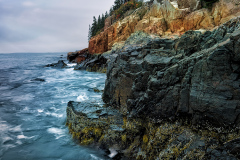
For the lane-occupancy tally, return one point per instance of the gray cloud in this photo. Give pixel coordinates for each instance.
(47, 26)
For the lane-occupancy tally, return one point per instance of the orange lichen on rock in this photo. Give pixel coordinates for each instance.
(164, 18)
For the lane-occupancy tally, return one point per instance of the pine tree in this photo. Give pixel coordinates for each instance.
(89, 33)
(106, 15)
(94, 26)
(117, 4)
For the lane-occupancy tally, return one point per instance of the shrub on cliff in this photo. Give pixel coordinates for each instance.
(126, 7)
(208, 3)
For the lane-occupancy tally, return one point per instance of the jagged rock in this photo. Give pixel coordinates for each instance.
(190, 79)
(94, 63)
(59, 64)
(78, 56)
(165, 18)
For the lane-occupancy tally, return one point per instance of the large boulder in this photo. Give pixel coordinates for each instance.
(164, 18)
(196, 76)
(59, 64)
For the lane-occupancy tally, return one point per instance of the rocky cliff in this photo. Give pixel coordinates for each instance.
(171, 92)
(165, 18)
(194, 76)
(166, 98)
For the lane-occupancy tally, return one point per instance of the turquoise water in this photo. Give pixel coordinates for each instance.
(33, 101)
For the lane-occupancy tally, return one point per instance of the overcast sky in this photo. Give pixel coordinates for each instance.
(47, 25)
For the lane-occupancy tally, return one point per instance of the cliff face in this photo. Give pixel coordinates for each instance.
(195, 76)
(165, 18)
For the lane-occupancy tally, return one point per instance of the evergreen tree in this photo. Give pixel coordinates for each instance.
(106, 15)
(89, 32)
(102, 21)
(117, 4)
(94, 26)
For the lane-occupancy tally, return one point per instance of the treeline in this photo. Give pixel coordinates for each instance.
(98, 24)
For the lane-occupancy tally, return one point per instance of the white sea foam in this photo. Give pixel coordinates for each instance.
(16, 129)
(71, 64)
(24, 137)
(57, 132)
(82, 97)
(40, 110)
(54, 114)
(94, 157)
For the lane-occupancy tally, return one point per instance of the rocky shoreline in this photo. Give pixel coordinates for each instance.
(167, 98)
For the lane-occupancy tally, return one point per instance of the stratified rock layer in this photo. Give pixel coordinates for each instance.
(165, 18)
(195, 76)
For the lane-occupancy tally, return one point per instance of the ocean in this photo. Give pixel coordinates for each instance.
(33, 101)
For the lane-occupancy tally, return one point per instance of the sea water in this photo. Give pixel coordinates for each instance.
(33, 101)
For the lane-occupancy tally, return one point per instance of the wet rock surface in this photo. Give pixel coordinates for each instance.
(94, 63)
(59, 64)
(196, 75)
(173, 98)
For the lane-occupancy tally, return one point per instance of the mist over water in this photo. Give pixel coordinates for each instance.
(33, 101)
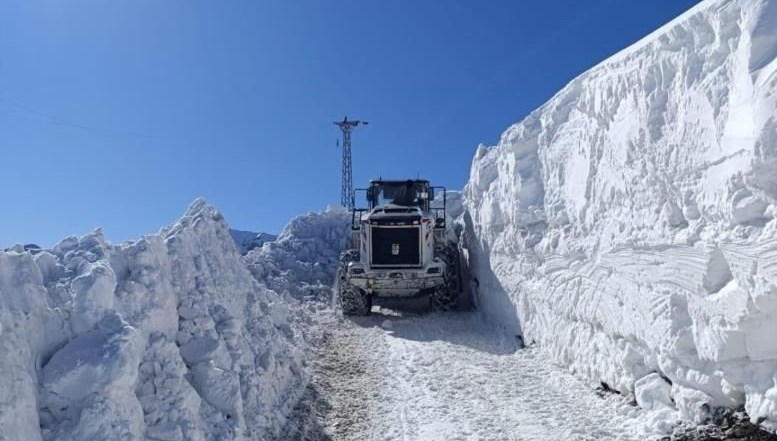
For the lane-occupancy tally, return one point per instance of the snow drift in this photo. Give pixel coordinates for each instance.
(303, 261)
(166, 338)
(248, 240)
(628, 225)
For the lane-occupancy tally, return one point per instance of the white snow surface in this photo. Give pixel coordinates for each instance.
(628, 225)
(167, 338)
(303, 261)
(449, 376)
(248, 240)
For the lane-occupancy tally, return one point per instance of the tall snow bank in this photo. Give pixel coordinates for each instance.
(303, 260)
(627, 225)
(166, 338)
(248, 240)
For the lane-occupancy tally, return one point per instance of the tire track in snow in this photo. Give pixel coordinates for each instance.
(451, 377)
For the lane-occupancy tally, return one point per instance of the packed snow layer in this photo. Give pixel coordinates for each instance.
(628, 225)
(248, 240)
(166, 338)
(303, 260)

### Do this
Reproduce each record above by retyping it exactly; omit all images.

### Response
For the lane-occupancy tally, return one point per instance of the gray cloud in this photo. Give pixel coordinates for each instance.
(47, 26)
For the lane-occupancy tally, return one point per instance of the orange lichen on rock in this photo. Give pixel coordinates for each instance.
(164, 18)
For the lane-occupancy tally, return one point per instance of the pine tree in this photo. Give pixel coordinates for each instance.
(89, 33)
(106, 15)
(94, 26)
(117, 4)
For the lane-occupancy tally, return one point per instance of the shrub on cliff in this photo. Give pixel coordinates for each instance.
(126, 7)
(208, 3)
For the lane-occupancy tally, return one point per instance of the jagged rock in this photo. Give pixel coordinates for each instance.
(190, 79)
(94, 63)
(59, 64)
(78, 56)
(165, 18)
For the lane-occupancy tally, return one point per instance of the large boulder in this photo. Give pixel coordinates for each instance.
(164, 18)
(196, 76)
(59, 64)
For the lane-occupancy tally, return one point per instance of the rocky cliff in this photo. Give pixel coordinates for each instance.
(171, 92)
(165, 18)
(194, 76)
(166, 98)
For the lane-occupancy tally, return one point per instance of the turquoise water in this photo. Give pixel coordinates for each instance.
(33, 101)
For the lane-occupancy tally, return one point per instance of the overcast sky in this photo. Give pixel coordinates for each instance.
(47, 25)
For the lane-occupancy tally, return one point per instance of the cliff face in this photo. Give pixel coordinates for each instance.
(195, 76)
(165, 18)
For the lane-occupancy tally, return one point per instance of the evergreen tree in this photo. Give pixel coordinates for each instance.
(106, 15)
(89, 32)
(102, 21)
(117, 4)
(94, 26)
For the lane-occupancy tally, return one point per instance of the treeline in this photo. Give pixel coordinates for each instance.
(98, 24)
For the lane-occupancy tally, return one point per instance of the white sea foam in this photo. Give pixel coordinates for each instance.
(16, 129)
(71, 64)
(24, 137)
(57, 132)
(82, 97)
(40, 110)
(54, 114)
(94, 157)
For the lane-occupancy tally, return one point per instance of the rocky shoreline in this photo. Give pixel coordinates for each instance.
(167, 98)
For the lane-occupancy tally, return one point per instance of the stratified rock layer in this photo. Give pixel coordinates for each instance.
(165, 18)
(195, 76)
For the lane-occupancy tally, return one point per instance of the ocean in this photo. Give pixel coordinates for each instance.
(33, 101)
For the lane-occupancy tally, return one point per instance of the sea water in this photo. Give pixel coordinates for each instance.
(33, 101)
For the lane-occupancy tally, return one point per instance of the wet rock surface in this photo. Give pixel coordinates for each instance.
(94, 63)
(59, 64)
(196, 75)
(173, 98)
For the lane-occupancy tally, return one point per instance of the mist over water in this photo. Give pixel coordinates for each instance.
(33, 101)
For the lane-occupancy tally, return one point per instance of the snow drift in this photo. Give pixel coordinates for each instance.
(303, 261)
(166, 338)
(248, 240)
(628, 225)
For the lane-occupancy tally, return one point per instance of the white snow surface in this photo. Give pixel coordinates for each instance.
(628, 225)
(167, 338)
(303, 261)
(449, 376)
(248, 240)
For the lane-occupancy tally, return one point per instance of the tall snow bank in this photo. Give pixel coordinates for each instance.
(303, 260)
(627, 225)
(166, 338)
(248, 240)
For the lane-occupancy tally, return one point per instance of the tire track in snow in this photo. Give pixel coordinates for each instance.
(451, 377)
For the lane-occupancy tally, return one point per instance of the packed snow layer in this photo. Give pixel coordinates for each instance.
(628, 225)
(248, 240)
(166, 338)
(303, 260)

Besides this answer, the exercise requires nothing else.